» **PROBLEM**
Recast everything in the listing below, from the line containing "Detect the man" down to the line containing "left=288, top=0, right=449, bottom=384", as a Markdown table with the columns "Row" and "Line", numbering each line and leaving out blank lines.

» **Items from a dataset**
-------------------------
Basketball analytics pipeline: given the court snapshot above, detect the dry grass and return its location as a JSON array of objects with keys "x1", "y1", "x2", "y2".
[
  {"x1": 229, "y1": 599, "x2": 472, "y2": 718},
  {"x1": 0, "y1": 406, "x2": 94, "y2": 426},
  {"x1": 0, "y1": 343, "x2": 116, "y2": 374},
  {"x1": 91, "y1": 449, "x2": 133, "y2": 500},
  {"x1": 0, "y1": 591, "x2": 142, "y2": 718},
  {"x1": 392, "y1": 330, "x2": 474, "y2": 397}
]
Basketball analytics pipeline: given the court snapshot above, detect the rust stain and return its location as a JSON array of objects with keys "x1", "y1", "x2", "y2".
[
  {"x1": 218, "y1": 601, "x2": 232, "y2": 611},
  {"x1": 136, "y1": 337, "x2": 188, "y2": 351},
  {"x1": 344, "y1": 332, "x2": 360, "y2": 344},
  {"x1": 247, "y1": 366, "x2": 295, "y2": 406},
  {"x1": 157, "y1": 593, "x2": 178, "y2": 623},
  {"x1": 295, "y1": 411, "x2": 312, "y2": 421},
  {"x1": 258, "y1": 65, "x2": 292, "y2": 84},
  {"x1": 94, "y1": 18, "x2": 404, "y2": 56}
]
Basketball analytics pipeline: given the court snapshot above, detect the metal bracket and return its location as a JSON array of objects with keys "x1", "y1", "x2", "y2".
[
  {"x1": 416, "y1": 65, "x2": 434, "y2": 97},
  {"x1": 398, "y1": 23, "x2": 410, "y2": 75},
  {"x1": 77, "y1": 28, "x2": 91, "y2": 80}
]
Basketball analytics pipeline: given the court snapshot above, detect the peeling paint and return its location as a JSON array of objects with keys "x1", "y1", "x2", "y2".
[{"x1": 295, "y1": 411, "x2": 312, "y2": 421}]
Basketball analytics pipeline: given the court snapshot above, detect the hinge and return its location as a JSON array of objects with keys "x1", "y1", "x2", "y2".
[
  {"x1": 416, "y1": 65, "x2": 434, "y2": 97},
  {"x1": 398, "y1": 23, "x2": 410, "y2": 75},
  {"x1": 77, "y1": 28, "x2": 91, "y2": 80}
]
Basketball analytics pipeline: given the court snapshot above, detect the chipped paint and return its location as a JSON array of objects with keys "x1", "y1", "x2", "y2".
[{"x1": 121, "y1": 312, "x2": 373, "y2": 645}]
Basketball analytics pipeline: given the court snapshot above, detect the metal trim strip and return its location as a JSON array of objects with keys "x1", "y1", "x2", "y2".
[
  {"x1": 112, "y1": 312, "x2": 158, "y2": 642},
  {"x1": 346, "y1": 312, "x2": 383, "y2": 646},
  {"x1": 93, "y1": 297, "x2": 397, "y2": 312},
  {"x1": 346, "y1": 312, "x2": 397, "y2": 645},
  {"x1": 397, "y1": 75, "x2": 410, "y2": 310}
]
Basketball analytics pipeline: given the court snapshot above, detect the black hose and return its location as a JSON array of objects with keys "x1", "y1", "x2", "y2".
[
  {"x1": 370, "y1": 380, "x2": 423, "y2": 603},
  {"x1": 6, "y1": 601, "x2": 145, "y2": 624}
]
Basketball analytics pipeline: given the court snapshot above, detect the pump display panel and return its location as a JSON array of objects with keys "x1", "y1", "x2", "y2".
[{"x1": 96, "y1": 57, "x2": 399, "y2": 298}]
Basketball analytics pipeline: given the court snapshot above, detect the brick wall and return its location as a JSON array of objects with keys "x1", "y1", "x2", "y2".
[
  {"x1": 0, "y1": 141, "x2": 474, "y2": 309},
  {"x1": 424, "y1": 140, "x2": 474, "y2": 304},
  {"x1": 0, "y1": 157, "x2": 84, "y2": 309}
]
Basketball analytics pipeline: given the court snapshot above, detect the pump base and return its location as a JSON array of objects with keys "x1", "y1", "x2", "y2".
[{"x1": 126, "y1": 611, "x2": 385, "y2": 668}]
-------------------------
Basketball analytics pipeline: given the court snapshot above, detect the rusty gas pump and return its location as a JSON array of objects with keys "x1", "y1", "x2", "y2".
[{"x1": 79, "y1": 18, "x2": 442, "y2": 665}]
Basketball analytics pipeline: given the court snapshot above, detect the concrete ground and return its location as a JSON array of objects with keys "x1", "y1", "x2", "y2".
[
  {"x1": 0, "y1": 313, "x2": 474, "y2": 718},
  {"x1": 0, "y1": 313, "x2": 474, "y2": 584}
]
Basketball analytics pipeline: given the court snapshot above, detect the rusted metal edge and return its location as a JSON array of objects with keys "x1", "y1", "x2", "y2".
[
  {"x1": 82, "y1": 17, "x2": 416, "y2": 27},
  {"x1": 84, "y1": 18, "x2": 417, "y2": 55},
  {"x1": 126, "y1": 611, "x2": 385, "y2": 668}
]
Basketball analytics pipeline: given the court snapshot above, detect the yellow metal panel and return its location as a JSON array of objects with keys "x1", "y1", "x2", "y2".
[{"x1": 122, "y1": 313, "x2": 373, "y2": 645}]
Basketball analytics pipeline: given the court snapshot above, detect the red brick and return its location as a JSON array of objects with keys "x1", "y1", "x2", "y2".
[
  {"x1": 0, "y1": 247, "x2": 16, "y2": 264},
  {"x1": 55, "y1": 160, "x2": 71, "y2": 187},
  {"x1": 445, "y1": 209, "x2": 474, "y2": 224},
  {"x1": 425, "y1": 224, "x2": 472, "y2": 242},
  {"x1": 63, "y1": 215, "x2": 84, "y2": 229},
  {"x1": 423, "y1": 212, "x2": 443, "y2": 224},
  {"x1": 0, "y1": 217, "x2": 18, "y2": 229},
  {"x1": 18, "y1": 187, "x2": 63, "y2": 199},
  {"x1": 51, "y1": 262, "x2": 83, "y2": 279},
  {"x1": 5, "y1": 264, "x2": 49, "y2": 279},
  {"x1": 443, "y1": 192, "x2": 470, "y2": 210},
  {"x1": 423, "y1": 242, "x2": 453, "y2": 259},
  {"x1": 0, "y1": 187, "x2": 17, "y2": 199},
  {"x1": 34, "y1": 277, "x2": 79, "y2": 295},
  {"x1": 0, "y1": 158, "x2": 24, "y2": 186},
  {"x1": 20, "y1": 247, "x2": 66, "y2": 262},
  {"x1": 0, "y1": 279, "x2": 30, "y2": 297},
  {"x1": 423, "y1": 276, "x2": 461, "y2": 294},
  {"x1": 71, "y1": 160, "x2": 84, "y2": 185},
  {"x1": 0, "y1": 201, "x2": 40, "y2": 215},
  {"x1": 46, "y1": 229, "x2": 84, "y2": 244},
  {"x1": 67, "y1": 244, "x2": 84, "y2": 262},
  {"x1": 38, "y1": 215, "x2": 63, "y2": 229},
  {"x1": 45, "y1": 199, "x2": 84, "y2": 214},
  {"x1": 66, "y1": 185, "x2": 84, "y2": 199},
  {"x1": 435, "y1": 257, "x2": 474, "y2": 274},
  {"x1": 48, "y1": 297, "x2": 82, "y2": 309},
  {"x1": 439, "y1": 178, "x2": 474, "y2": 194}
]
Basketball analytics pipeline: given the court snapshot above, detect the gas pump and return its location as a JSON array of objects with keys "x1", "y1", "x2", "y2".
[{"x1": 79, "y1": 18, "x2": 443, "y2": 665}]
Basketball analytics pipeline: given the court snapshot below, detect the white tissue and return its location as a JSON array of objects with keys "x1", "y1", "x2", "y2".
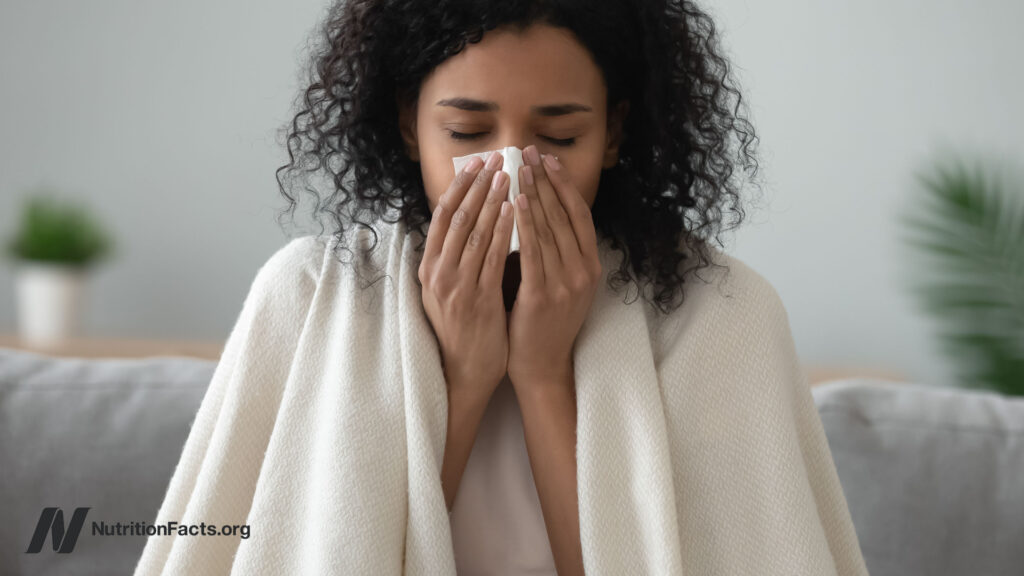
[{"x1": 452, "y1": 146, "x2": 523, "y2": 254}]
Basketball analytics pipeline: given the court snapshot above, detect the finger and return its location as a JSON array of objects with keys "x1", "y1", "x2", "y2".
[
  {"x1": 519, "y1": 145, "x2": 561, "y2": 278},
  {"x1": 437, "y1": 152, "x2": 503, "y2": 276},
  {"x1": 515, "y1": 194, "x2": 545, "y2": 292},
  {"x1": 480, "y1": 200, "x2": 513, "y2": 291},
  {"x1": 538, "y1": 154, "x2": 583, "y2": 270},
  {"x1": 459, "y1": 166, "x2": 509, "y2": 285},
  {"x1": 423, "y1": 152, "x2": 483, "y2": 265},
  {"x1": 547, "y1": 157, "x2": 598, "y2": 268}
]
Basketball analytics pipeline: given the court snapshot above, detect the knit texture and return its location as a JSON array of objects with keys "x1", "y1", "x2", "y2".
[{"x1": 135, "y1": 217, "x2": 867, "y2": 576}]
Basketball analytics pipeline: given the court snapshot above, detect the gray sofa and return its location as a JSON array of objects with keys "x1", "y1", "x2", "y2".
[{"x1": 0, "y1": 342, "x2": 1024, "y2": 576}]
-------------------------
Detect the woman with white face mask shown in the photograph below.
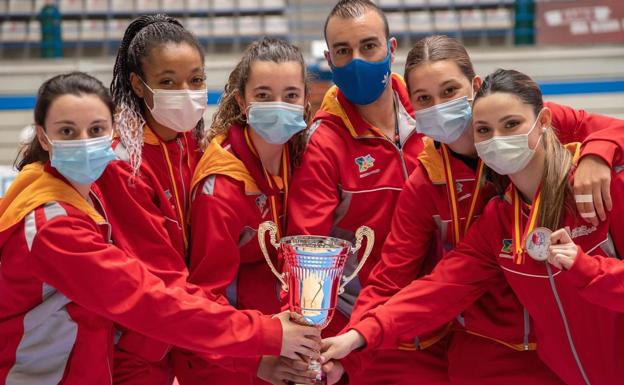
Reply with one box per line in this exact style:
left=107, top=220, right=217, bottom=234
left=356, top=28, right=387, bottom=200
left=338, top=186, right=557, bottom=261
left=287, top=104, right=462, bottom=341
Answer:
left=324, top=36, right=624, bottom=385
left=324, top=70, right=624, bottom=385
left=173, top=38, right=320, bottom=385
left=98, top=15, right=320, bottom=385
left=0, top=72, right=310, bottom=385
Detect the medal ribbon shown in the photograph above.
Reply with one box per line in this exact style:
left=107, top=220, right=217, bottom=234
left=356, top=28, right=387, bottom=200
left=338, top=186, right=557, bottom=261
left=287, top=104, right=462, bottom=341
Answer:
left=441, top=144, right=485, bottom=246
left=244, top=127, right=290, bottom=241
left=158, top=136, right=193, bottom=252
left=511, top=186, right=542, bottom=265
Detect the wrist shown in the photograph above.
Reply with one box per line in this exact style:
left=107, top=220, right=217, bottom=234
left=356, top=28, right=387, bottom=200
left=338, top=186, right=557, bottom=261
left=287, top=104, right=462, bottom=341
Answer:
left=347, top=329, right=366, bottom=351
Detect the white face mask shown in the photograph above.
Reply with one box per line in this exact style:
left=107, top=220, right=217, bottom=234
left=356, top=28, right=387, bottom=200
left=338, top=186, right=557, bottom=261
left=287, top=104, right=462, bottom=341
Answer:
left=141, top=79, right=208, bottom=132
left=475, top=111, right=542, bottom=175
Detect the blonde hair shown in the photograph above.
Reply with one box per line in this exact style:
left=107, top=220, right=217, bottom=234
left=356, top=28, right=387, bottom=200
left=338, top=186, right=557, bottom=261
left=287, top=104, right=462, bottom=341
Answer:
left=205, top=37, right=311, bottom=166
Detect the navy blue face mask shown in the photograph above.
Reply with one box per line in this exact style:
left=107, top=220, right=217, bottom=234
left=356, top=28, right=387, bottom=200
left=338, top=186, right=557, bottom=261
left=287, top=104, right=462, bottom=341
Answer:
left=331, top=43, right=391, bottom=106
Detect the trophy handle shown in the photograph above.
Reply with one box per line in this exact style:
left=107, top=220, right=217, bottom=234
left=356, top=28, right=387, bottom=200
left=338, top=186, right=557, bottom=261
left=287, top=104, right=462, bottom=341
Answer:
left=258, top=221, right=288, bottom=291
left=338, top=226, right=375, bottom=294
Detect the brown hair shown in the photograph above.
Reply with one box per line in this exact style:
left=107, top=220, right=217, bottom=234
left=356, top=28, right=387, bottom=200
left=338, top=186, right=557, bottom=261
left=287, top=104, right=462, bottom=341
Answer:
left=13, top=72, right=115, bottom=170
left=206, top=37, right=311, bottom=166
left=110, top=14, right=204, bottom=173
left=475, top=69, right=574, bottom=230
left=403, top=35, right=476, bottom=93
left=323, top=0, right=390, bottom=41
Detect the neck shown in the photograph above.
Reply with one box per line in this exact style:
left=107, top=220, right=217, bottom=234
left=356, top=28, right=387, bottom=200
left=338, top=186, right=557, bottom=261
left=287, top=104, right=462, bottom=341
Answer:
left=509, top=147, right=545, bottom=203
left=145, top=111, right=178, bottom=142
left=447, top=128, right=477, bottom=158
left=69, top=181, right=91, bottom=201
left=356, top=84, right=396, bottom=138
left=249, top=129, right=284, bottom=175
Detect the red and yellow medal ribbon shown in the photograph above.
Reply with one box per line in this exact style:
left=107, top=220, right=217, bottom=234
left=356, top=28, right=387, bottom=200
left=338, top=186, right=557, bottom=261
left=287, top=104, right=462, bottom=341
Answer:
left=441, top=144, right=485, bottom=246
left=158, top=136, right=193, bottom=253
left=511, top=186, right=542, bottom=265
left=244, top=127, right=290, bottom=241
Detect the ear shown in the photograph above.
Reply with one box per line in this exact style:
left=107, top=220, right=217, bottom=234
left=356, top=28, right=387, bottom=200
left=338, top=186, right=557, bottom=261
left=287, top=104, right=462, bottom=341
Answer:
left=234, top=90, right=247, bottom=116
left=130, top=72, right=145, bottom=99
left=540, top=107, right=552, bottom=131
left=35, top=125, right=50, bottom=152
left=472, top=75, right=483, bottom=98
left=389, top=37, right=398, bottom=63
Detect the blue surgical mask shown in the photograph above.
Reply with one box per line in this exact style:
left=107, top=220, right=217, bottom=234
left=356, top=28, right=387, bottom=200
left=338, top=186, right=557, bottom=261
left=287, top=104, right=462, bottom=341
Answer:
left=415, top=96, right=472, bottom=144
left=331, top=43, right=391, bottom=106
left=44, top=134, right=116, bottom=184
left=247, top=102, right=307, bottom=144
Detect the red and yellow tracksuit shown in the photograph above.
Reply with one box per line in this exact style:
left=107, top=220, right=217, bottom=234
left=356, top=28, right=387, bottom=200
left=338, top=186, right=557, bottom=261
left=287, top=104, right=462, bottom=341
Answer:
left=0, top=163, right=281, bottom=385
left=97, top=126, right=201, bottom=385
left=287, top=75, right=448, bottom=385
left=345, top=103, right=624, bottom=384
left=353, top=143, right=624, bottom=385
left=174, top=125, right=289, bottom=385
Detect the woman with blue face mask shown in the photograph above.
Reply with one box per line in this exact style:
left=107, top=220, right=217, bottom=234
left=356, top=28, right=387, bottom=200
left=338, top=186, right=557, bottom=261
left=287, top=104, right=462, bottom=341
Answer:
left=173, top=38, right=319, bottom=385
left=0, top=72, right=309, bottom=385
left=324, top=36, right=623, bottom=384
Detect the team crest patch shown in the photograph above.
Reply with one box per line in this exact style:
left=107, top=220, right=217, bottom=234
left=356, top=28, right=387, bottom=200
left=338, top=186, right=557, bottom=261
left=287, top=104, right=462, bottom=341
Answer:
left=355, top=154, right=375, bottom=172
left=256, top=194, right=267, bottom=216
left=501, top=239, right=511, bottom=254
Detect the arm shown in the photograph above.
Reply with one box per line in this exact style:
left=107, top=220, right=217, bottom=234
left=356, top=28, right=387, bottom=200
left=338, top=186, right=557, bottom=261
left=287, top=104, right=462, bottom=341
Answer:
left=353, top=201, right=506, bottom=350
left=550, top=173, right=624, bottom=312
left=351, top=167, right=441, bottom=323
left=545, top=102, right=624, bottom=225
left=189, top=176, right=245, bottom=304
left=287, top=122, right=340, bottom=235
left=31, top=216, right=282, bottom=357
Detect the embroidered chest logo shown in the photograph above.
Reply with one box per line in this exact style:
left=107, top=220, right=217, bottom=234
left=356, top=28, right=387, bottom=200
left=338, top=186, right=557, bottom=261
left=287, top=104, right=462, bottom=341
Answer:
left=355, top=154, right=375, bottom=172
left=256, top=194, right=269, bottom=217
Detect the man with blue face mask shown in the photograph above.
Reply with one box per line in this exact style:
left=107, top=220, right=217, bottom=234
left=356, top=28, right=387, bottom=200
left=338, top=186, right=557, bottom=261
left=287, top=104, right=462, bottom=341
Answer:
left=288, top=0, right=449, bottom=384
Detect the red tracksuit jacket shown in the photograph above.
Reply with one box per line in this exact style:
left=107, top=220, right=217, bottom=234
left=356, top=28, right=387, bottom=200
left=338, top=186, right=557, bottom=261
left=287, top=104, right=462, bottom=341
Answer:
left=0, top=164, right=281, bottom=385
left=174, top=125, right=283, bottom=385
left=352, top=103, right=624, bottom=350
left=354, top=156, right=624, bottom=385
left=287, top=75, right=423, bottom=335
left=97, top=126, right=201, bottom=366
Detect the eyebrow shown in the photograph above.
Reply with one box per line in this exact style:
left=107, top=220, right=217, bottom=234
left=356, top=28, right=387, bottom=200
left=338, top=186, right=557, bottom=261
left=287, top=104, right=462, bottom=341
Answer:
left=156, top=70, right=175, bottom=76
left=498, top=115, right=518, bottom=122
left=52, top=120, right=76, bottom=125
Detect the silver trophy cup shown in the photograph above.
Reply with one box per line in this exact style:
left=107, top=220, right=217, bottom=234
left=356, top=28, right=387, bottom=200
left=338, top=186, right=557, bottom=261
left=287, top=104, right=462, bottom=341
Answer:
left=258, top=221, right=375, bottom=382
-------------------------
» **RESULT FOR THIS EXERCISE**
| Row | Line |
|---|---|
| 1 | Detect the man with blue face mask shown in the photograph above. |
| 2 | Reply with one box per line in this exact style: |
| 3 | left=107, top=220, right=217, bottom=234 |
| 4 | left=356, top=28, right=387, bottom=200 |
| 5 | left=338, top=186, right=557, bottom=261 |
| 6 | left=287, top=104, right=462, bottom=341 |
| 7 | Answer: |
| 8 | left=288, top=0, right=449, bottom=384 |